(Beginning of Extracted entries)
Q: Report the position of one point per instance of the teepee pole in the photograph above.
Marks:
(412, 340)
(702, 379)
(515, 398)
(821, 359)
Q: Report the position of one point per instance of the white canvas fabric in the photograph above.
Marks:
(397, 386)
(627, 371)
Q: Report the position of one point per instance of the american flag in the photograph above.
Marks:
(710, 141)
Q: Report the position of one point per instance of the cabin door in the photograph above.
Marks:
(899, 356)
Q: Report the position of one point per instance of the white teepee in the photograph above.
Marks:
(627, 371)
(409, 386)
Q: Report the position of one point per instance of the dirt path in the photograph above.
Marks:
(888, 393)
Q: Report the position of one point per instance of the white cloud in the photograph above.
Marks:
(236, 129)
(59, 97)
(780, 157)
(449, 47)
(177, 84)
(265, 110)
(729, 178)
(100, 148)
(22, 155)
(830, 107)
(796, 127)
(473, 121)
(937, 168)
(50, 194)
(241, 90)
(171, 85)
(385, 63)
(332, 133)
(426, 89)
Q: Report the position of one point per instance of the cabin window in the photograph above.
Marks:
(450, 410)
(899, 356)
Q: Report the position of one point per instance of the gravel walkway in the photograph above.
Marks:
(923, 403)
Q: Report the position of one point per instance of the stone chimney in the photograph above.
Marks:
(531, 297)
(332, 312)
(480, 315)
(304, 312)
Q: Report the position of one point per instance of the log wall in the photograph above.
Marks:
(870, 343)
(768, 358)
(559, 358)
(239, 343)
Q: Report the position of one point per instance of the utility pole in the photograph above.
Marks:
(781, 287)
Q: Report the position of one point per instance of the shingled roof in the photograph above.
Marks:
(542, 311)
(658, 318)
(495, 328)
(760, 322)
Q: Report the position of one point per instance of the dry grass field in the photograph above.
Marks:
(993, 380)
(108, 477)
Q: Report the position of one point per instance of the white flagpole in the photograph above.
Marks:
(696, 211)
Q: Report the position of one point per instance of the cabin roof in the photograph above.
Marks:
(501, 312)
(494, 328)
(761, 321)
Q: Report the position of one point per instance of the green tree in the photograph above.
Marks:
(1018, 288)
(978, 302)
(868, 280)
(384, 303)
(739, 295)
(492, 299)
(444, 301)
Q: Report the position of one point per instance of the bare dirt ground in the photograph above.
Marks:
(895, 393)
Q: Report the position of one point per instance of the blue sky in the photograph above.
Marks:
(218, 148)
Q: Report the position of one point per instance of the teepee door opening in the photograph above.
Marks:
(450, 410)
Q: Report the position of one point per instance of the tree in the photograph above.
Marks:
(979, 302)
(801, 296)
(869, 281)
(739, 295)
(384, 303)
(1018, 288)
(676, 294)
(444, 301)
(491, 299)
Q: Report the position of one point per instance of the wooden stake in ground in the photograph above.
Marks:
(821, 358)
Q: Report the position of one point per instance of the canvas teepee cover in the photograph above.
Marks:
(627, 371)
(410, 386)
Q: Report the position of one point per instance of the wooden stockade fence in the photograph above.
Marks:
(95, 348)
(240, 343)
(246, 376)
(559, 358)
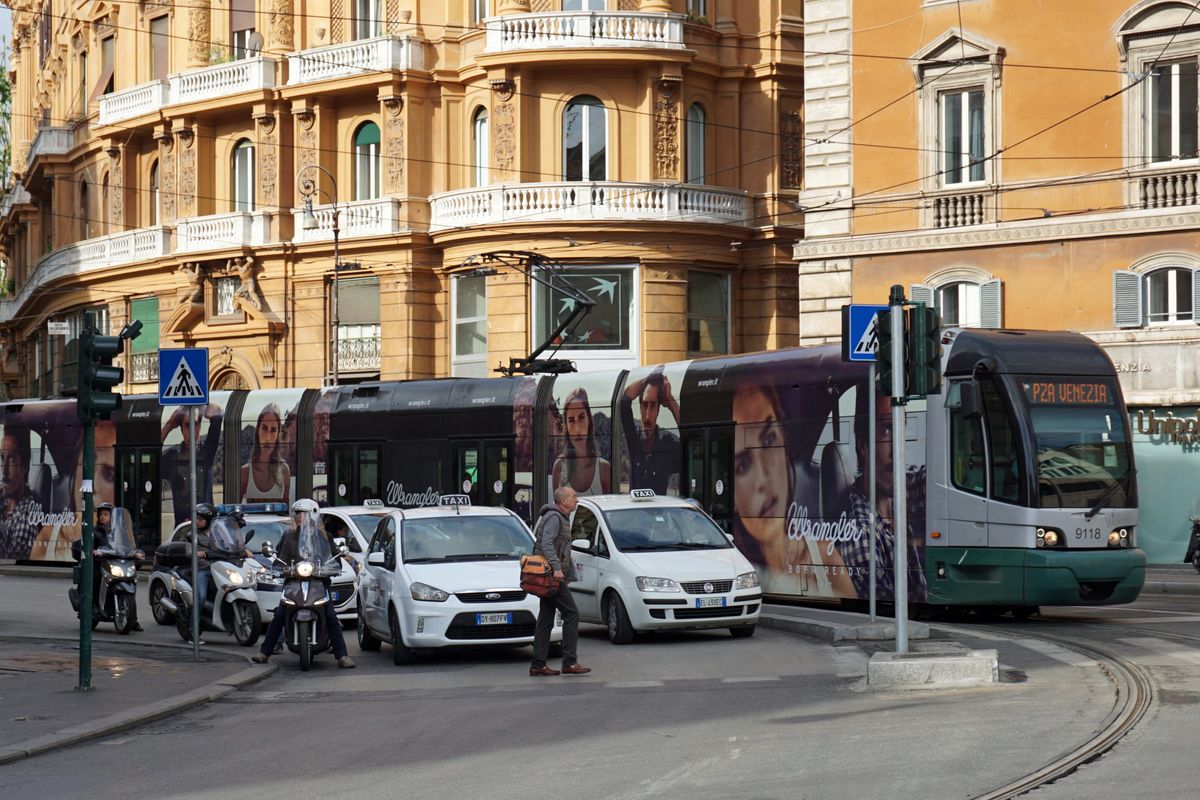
(End of Extracted entries)
Problem statement
Each record above needs to be copied exactly, with images left out.

Written reply
Q: Report the position of one point per instance of the teepee pole in the photograph above.
Marks:
(412, 340)
(702, 379)
(515, 398)
(821, 359)
Q: Report the position of one point per instance of the white canvas fabric in the photograph above.
Marks:
(397, 386)
(627, 371)
Q: Report the position of one point per instance of the american flag in the photograph above.
Marks:
(710, 141)
Q: Report the position of one point per instance of the cabin door in the photograph above.
Marks:
(899, 356)
Q: Report the position of one point per instance of the white teepee in the photograph above.
Marks:
(627, 371)
(409, 386)
Q: Report the position of one point per instance of the dirt path in the photograph above.
Marks:
(888, 393)
Q: Report the position of one point per instance of the white cloud in the photograph above.
Marks:
(236, 129)
(59, 97)
(780, 157)
(449, 47)
(177, 84)
(265, 110)
(729, 178)
(100, 148)
(22, 155)
(830, 107)
(796, 127)
(473, 121)
(937, 168)
(50, 194)
(241, 90)
(171, 85)
(385, 63)
(332, 133)
(426, 89)
Q: Report the position of one point per instance of the cabin window in the photograph above.
Marks:
(450, 410)
(899, 356)
Q: Report the position of one point per instance of the gravel walkway in the photograph above.
Marks:
(923, 403)
Q: Report the position of one point per instance of the stone chimney in the photograph above.
Marks:
(531, 297)
(332, 312)
(480, 315)
(304, 312)
Q: Report the position of one point per instance of the log wall in the photograph above.
Marks:
(870, 343)
(768, 358)
(559, 358)
(239, 343)
Q: Report the position of one point per instance of the utility pole in the photograph above.
Marks:
(781, 287)
Q: Report the position of one point per instance of the shingled roof in the photograph above.
Marks:
(542, 311)
(658, 318)
(495, 328)
(760, 322)
Q: Report the position of one point per instance of the dry grass field in the photograph above.
Marks:
(993, 380)
(108, 477)
Q: Report the position of one point per instance of the white flagpole in the photograph above.
Marks:
(696, 211)
Q: Report the position of one point per instance of the cabin roof in the photograph above.
Marks:
(501, 312)
(494, 328)
(761, 321)
Q: Report the position of one point per instance of the green tree in the photograph above.
Marks:
(1018, 288)
(978, 302)
(868, 280)
(384, 303)
(739, 295)
(492, 299)
(444, 301)
Q: Report the position of one point per instance of the bare dirt ground in the photograph above.
Marks:
(895, 393)
Q: Report the position of one point per instance of the blue sky in the photograph above.
Marks:
(218, 148)
Q: Report the position of one point per instance of the teepee door opening in the photograph above.
Marks:
(450, 410)
Q: Report the position of one point per instance of the tree in the photograph above.
Marks:
(979, 302)
(801, 296)
(869, 281)
(739, 295)
(384, 303)
(1018, 288)
(676, 294)
(444, 301)
(491, 299)
Q: Report the position of one point per instance of the wooden stake in ground in the photograph above.
Marks:
(821, 358)
Q: Report the position of one point per instance of the canvas teepee cover in the photograph above.
Marks:
(627, 371)
(410, 386)
Q: Report the position of one point per instance of the wooden stockade fence in the photograph above.
Marks:
(95, 348)
(240, 343)
(246, 376)
(559, 358)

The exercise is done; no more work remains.